EXCERPTED TEXT >>
%%
JD Wetherspoon hit the headlines across the trade, business and even consumer press with its decision to no longer engage in social media, writes James Hacon.
The reaction has been vast and mixed. With a clear outcry from the many social media “experts” warning of impending doom, turkeys at Christmas comes to mind. All sensationalism aside, given the recent news agenda relating to data and social media, it was bound to give way to senior-level discussions about strategies and company position on social.
Am I surprised Wetherspoon has made this move? I don’t think so. Nor am I surprised about the level of response. I am sure the communications advisors at the company were expecting and perhaps banking on the sensational media reaction. Let’s face it, to be the first of what is likely to be a number companies making such moves, gains the headlines. The timing is impeccable really, as often seems the case with Wetherspoon announcements. It seems to have a real knack of putting out just the right message at the right time to keep ahead of the news agenda. You have to respect this skill.
In fact, I respect Wetherspoon for lots of reasons. I think it’s easy to be snobby about the brand, I’ve heard lots of this type of talk in recent days following the announcement. I’m sure there are some poor Wetherspoon pubs out there and, yes, you can go in and see people drinking beer earlier than you might personally choose to, but the bottom line is it is a very successful business.
Personally, I also think it does a good job of raising retail standards in unlikely parts of the UK. I was born and spent my early years near Great Yarmouth in Norfolk, where most of my family still live. When going to visit, Wetherspoon is by far the best place to drink in the town centre. It is safe, has great staff and brilliant ranging. It has also just invested a pretty penny into its site, the Troll Cart, and subsequently opened another venue a few miles away in Gorleston. Both are remarkably busy. Almost everyone I know in the area uses them, from friends who earn six-figure salaries to my 18-year-old brother. It really does cross demographics in a way few other brands do.
Returning to the question of social media, do I think those customers really care someone isn’t answering them on social media? Maybe some but not most, not really. I think they want to know they are going to get good-value, affordable food, great beer and service that delivers a good place to be social – in real life, not online. I’d even take it one step further and say Wetherspoon has built its business on cutting the nice-to-haves and concentrating on delivering this value-based proposition. Tim Martin makes no secret of his no-frills formulae with no music or sport. You have to praise it for its innovation too, just look at the success of its app – who’d have thought a value-driven, wet-led operator would have nailed this technology before almost any other major player in the market?
Wave of sensationalism
The larger can of worms this move opens is one about the suitability and importance of social media to brands. There is a proliferation of articles from social media and digital consultants judging it a bad decision. These people have a vested interest in keeping the social treadmill going, of course. Are they objective? No. I read one such consultant who proclaimed Wetherspoon would be back in “three months”. I doubt it.
If we take a step back, social media is a tactic a business should be choosing whether to invest and engage in, alongside others. I couldn’t imagine another tactic or medium attracting such significant publicity. Imagine gaining publicity if Wetherspoon had decided to stop engaging in traditional PR. It wouldn’t gain any attention. This really highlights the tidal wave of sensationalism that has built around social over the past decade, which many of us have been swept away with at one point or another. It’s fair to say this has, in part, been supported by a lack of senior-level understanding of digital and social media as a tactic, as well as the rapid developments in this space.
%%
EXERCISE BRIEF >> Pick up the opinion piece on Wetherspoon quitting social media where it stops, adding the next few paragraphs.

DATA SHOWN >>
%%
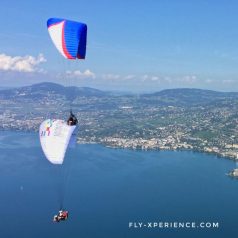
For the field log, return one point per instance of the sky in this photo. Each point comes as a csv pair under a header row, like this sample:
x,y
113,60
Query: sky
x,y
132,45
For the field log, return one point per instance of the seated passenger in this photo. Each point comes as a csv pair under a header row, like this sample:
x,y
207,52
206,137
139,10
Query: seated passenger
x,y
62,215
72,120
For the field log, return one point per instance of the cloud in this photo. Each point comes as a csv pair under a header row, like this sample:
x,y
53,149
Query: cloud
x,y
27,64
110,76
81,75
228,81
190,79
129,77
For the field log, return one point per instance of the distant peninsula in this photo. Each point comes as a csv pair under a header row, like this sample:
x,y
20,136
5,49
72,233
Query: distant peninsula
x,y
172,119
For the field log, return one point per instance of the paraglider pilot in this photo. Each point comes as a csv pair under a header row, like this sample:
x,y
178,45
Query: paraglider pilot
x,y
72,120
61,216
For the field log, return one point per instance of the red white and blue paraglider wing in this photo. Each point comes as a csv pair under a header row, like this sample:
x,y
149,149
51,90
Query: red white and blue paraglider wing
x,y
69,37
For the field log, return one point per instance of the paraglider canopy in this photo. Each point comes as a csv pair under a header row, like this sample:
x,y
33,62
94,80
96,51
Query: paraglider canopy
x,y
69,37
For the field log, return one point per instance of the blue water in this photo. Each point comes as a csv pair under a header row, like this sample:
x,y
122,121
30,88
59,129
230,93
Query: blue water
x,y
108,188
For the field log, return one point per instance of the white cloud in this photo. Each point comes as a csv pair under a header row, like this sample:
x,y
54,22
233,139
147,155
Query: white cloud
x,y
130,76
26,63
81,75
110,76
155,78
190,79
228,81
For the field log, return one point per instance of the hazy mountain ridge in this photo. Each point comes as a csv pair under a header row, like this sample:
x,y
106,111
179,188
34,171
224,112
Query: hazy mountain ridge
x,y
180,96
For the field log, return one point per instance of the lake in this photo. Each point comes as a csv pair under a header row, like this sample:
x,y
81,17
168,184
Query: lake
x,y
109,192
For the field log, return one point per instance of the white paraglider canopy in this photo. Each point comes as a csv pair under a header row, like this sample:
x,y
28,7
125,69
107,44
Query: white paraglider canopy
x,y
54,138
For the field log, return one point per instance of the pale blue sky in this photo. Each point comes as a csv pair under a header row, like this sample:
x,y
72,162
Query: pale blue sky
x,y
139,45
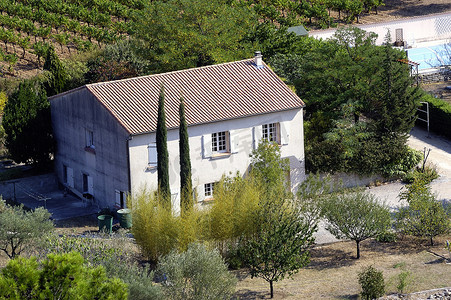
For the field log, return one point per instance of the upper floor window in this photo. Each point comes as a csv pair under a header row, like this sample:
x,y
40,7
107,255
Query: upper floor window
%%
EXPECTED ANSWER >>
Please don’t get me wrong – I’m a big advocate of social media in marketing. In fact, I know most brands are planning to do more. At the Restaurant Marketer & Innovator event in January, we took a pulse of the audience as to their marketing budgets. Within the survey, paid social media was the biggest tactic brands planned to spend more money on, with 58% of participants planning to increase spend in this area. Second to this was organic social media (55%), followed by video (45%) and photography (34%). In fact, not one participant suggested they would decrease spend on social media, paid or organic.
It’s important to remember this is a tactic, like any other, which you have to provide resource for in time or money. As Wetherspoon has highlighted, you don’t have to be investing in social media – it is a choice. I hear lots of people talking about it being a free or cheap tool to engage. Done properly at a multi-site level, it is not – it takes significant investment, energy and infrastructure. If this is not in place, it is important to remember it may be worth remembering you are just adding workload to your operators and a potentially welcome distraction from the key metrics and role of a general manager.
If you choose to make this investment you have to believe it will make a difference to your bottom line, directly or indirectly. Ask yourself this, in the grand scheme of things, is having a few tens of thousands of followers on social media really going to move the needle? When considering you might be serving hundreds of thousands or even millions of people each week, probably not.
If you decide it is a worthwhile investment you have to make it effective. I see many brands making one of two fundamental mistakes. The first is to invest heavily in content and community management, with a tiny audience and no ad spend, meaning they are fundamentally in an echo chamber. The second is the reverse, to have built a great audience and then not investing in the content or regular community management. To me, successful social is a fine balance between commercial messaging, editorial-style content and responsive customer service-driven community management.
Where social works best is with entrepreneurial businesses and for brands with real depth, with a strong tone of voice and something relevant to say. If you don’t have this, you need to develop it, define your brand, build a story and have a clear hierarchy of messages that mean something.
Increasingly you have to spend money on social to gain significant reach, even if you have a large audience – there are so few exceptions of brands that cut through the noise by being outstanding with their content and creative. In reality, most of these will have considerable paid budgets.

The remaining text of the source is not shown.